Task brief> Rewrite the rows from the start up to and including the line with "[[216, 232]]", replacing "keypoint" with "anchor point" and leaving everything else unchanged. Do not include the pictures.

** Begin Supplied material **

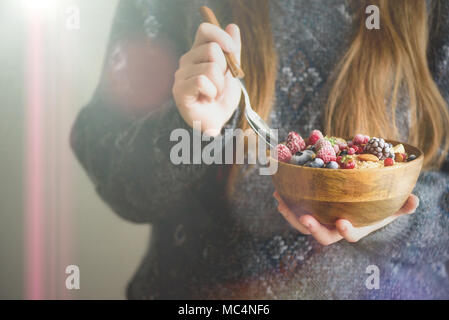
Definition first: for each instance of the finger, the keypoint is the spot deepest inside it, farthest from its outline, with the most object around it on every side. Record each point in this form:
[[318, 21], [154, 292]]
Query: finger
[[410, 205], [234, 31], [208, 52], [347, 230], [353, 234], [289, 215], [322, 234], [195, 86], [209, 69], [208, 32]]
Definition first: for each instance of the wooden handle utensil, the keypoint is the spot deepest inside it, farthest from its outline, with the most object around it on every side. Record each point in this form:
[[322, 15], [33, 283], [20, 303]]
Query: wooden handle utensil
[[209, 16]]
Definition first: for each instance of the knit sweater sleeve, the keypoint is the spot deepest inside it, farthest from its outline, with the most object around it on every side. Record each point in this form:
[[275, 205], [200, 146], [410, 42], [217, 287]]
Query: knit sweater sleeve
[[423, 236], [122, 137]]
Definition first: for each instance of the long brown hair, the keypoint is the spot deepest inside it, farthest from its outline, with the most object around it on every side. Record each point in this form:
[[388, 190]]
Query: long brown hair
[[379, 66]]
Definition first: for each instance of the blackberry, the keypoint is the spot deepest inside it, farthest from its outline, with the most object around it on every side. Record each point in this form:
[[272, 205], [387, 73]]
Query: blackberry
[[379, 148]]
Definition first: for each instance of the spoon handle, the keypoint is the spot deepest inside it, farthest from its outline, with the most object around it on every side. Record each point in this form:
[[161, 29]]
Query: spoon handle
[[209, 16]]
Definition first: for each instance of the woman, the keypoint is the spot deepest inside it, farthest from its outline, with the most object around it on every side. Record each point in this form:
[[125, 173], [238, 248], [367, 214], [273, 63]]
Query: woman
[[216, 232]]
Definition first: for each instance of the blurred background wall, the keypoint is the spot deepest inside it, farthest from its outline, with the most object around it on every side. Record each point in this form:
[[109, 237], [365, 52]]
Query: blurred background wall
[[48, 72]]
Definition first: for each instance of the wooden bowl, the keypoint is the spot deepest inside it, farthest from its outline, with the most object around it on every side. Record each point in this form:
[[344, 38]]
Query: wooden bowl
[[362, 196]]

** End Supplied material **

Task solution>
Definition first: for each instance of the finger, the anchor point is the spot deepest inside it, farthest from its outline, with the most object around it on every side. Record each point in this form:
[[318, 21], [154, 292]]
Query: finger
[[410, 205], [234, 31], [208, 52], [347, 230], [353, 234], [289, 215], [322, 234], [195, 86], [209, 69], [208, 32]]
Definition first: for each instance of the wooden handle utensil, the anchor point is the spot deepest inside it, farthest from its outline, with the most object around it on every side. Record each point in this form:
[[322, 15], [33, 283], [20, 303]]
Query: wooden handle utensil
[[209, 16]]
Definition first: for each instance of the knit sweater sleeve, the anchor point is the spot deepest inside it, farthest from its outline, with the most object around it on every side. Record each point in this form:
[[275, 205], [200, 146], [410, 42], [217, 287]]
Query: knit sweater sleeve
[[423, 236], [122, 137]]
Definition first: for each instance of the long brown hair, the anchor point is the spot deepest inside it, farthest from its outline, with the most object around it on every side. Record each point in this form:
[[388, 190]]
Query: long brown hair
[[379, 66]]
Definition first: for each instance of the blackberry, the anchor point is the spot deepest inside it, farthest from its outline, with the most object around it on every side. Record each point in this form:
[[272, 205], [387, 73]]
Query: blackberry
[[379, 148]]
Definition first: for each instance of the spoon handle, the anchor point is the spot deepest inside it, farthest from its outline, with the most object around it on every side. Record each point in this form:
[[161, 29]]
Query: spoon handle
[[209, 16]]
Definition first: for each instance of the woman, the anchor point is the spot deepest inside it, farthest from its outline, with the most object around it on every side. Record each point in this form:
[[125, 173], [238, 248], [367, 214], [273, 63]]
Query: woman
[[216, 232]]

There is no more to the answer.